» Quoted text:

As I firmly believe they *can't* run at the equal speed, I think you've
found an optimizer "bug" (well not a bug, let say that it misses an
opportunity to generate faster code).

I've CC'ed Jan as I think he will be interested.

Please try the following tiny variant:

:- set_prolog_flag(toplevel_print_anon, false).

call_time(G,T) :- statistics(runtime,[T0|_]), G,
statistics(runtime,[T1|_]), T is T1 - T0.

gen_sample_tree_(nil, N) :- N =< 0.
gen_sample_tree_(node(_,X,X), N) :- N > 0, N0 is N-1,
gen_sample_tree_(X, N0).

num_leavesA(Tree, N) :- num_leavesA_(Tree, 0, N).

%num_leavesA_(nil, N0, N) :- N is N0 + 1.
% The use of intermediate variable X make a remarkable difference.
num_leavesA_(nil, N0, N) :- X is N0 + 1, N = X.
num_leavesA_(node(_,Left,Right), N0, N) :- num_leavesA_(Left, N0, N1),
num_leavesA_(Right, N1, N).

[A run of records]
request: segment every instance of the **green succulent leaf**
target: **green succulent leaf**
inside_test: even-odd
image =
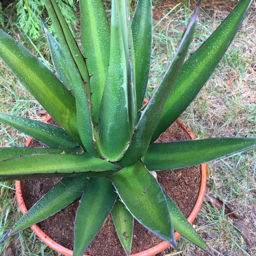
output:
[[[31,119],[0,113],[0,121],[52,148],[74,147],[78,144],[62,128]]]
[[[66,87],[69,90],[71,90],[71,76],[68,71],[68,64],[61,47],[43,22],[42,24],[47,37],[52,59],[57,75]]]
[[[238,30],[252,0],[240,2],[183,65],[171,92],[151,143],[173,123],[209,79]]]
[[[75,222],[73,256],[82,256],[113,207],[117,195],[108,179],[91,178]]]
[[[134,131],[135,122],[132,72],[128,31],[128,1],[112,2],[109,65],[101,102],[99,120],[100,146],[112,162],[122,157]],[[131,110],[132,106],[133,111]]]
[[[164,193],[166,197],[170,216],[174,229],[210,255],[214,256],[214,254],[211,252],[204,241],[201,238],[175,203],[165,192]]]
[[[78,131],[83,145],[93,155],[98,156],[94,143],[89,76],[84,57],[69,30],[65,18],[54,0],[44,0],[54,26],[71,76],[76,96]]]
[[[63,178],[11,228],[1,241],[51,216],[80,197],[88,181],[86,177]]]
[[[178,76],[190,45],[199,10],[198,5],[188,25],[172,63],[160,84],[142,111],[140,118],[135,127],[135,133],[131,144],[120,162],[121,165],[127,166],[134,163],[142,157],[148,149],[165,101]]]
[[[133,217],[119,200],[117,200],[111,215],[119,240],[125,254],[131,254],[133,229]]]
[[[35,154],[60,154],[64,153],[66,154],[80,154],[84,153],[84,152],[83,149],[80,147],[66,148],[1,147],[0,147],[0,162],[11,158],[18,157],[21,156],[29,156]]]
[[[110,29],[101,0],[80,2],[81,39],[90,78],[93,116],[99,120],[109,62]]]
[[[47,112],[79,144],[75,100],[53,74],[0,30],[1,59]]]
[[[153,233],[176,247],[165,196],[141,162],[124,167],[110,179],[134,217]]]
[[[36,154],[0,162],[0,181],[78,176],[106,177],[115,171],[109,170],[118,168],[116,165],[87,152]]]
[[[149,170],[175,169],[211,161],[255,145],[256,138],[218,138],[154,143],[148,148],[142,161]]]
[[[137,110],[142,107],[151,60],[153,20],[151,0],[139,0],[132,22],[135,55]]]

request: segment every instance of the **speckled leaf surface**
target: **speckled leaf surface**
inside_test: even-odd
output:
[[[52,59],[58,77],[66,87],[70,90],[72,89],[71,76],[61,47],[44,24],[42,24],[47,37]]]
[[[155,143],[142,158],[150,170],[166,170],[211,161],[255,146],[255,138],[212,138]],[[193,156],[193,157],[191,157]]]
[[[151,0],[139,0],[132,22],[137,110],[142,107],[148,79],[153,35],[152,6]]]
[[[76,96],[77,127],[83,144],[86,150],[95,156],[91,92],[89,74],[84,57],[73,37],[65,19],[54,0],[44,0],[54,26],[71,76],[72,92]],[[94,125],[96,125],[95,124]]]
[[[0,147],[0,161],[11,158],[18,157],[21,156],[29,156],[34,154],[46,154],[48,153],[60,154],[64,152],[67,154],[80,154],[83,153],[84,152],[83,149],[80,147],[67,148]]]
[[[240,2],[183,65],[169,95],[151,143],[180,116],[207,81],[227,51],[252,2]]]
[[[153,233],[175,246],[165,196],[141,162],[124,167],[110,179],[134,217]]]
[[[188,24],[177,52],[162,82],[141,112],[131,144],[120,162],[121,165],[125,166],[134,163],[141,158],[148,149],[165,101],[178,77],[191,43],[199,10],[198,6]]]
[[[54,120],[80,142],[75,98],[57,77],[37,58],[1,30],[0,56]]]
[[[88,180],[86,177],[63,178],[11,228],[3,239],[51,216],[79,198]]]
[[[129,255],[132,241],[133,217],[119,200],[116,201],[111,215],[122,247],[126,255]]]
[[[170,216],[174,229],[209,254],[214,256],[214,254],[211,251],[204,241],[188,222],[173,201],[165,192],[164,194],[166,196]]]
[[[0,181],[79,175],[107,176],[107,172],[100,173],[116,169],[116,165],[87,152],[76,155],[36,154],[0,162]]]
[[[111,210],[117,195],[108,179],[91,178],[75,221],[73,256],[81,256]]]
[[[32,119],[0,113],[0,121],[52,148],[74,147],[78,144],[61,128]]]
[[[113,162],[121,157],[133,132],[128,100],[131,73],[127,28],[121,18],[126,15],[125,2],[112,2],[109,65],[99,120],[100,151],[105,157]],[[133,112],[134,117],[134,115]]]
[[[83,54],[90,75],[93,116],[98,121],[109,61],[110,29],[101,0],[80,1]]]

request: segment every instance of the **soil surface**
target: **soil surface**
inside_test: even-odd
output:
[[[176,123],[173,124],[156,141],[164,142],[189,139],[188,135]],[[42,146],[34,141],[31,146]],[[158,182],[187,217],[196,201],[201,177],[199,166],[157,172]],[[51,190],[61,178],[40,179],[24,181],[27,203],[30,208]],[[59,212],[41,222],[41,228],[51,238],[71,249],[74,242],[74,224],[77,200]],[[134,220],[132,252],[144,251],[161,242]],[[94,256],[122,256],[125,253],[119,242],[110,215],[85,252]]]

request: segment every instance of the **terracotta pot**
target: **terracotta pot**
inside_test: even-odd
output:
[[[44,122],[48,122],[51,120],[52,118],[49,116],[44,120]],[[177,120],[176,121],[176,122],[188,134],[190,139],[192,140],[195,139],[191,132],[183,122],[180,120]],[[26,142],[25,145],[27,147],[29,146],[32,140],[32,138],[29,137]],[[188,218],[188,220],[191,224],[195,220],[200,209],[203,203],[205,190],[206,184],[205,164],[201,164],[200,166],[201,177],[198,196],[194,208]],[[16,180],[15,182],[15,188],[18,203],[21,212],[24,215],[28,211],[28,209],[25,203],[26,197],[24,192],[23,181]],[[31,228],[38,237],[52,249],[63,254],[65,256],[72,256],[73,251],[60,245],[50,238],[36,224],[33,225]],[[178,239],[181,236],[177,232],[175,232],[174,235],[176,240]],[[170,245],[167,242],[163,242],[149,249],[140,252],[131,254],[131,256],[153,256],[166,249]],[[84,256],[90,256],[90,255],[84,255]]]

» Directives:
(a) In the Prolog post, what does the comment say makes a remarkable difference?
(b) Quote the listing word for word, from the line that contains "request: segment every instance of the **terracotta" through the end of the listing, including both ends.
The Prolog post and the listing are separate, unrelated material.

» Answers for the exercise:
(a) The use of the intermediate variable X.

(b)
request: segment every instance of the **terracotta pot**
target: **terracotta pot**
inside_test: even-odd
output:
[[[44,122],[48,122],[51,120],[52,118],[49,116],[44,120]],[[177,120],[176,121],[176,122],[188,134],[190,139],[192,140],[195,139],[191,132],[183,122],[180,120]],[[26,142],[25,145],[27,147],[29,146],[32,140],[32,138],[29,137]],[[188,218],[188,220],[191,224],[195,220],[200,209],[203,203],[205,190],[206,184],[205,164],[201,164],[200,166],[201,177],[198,196],[194,208]],[[16,180],[15,182],[15,188],[18,203],[21,212],[24,215],[28,211],[28,209],[25,203],[26,197],[24,192],[23,181]],[[31,228],[38,237],[52,249],[63,254],[65,256],[72,256],[73,251],[60,245],[50,238],[36,224],[33,225]],[[178,239],[181,236],[177,232],[175,232],[174,235],[176,240]],[[170,245],[167,242],[163,242],[149,249],[140,252],[131,254],[131,256],[153,256],[166,249]],[[84,256],[90,256],[90,255],[84,255]]]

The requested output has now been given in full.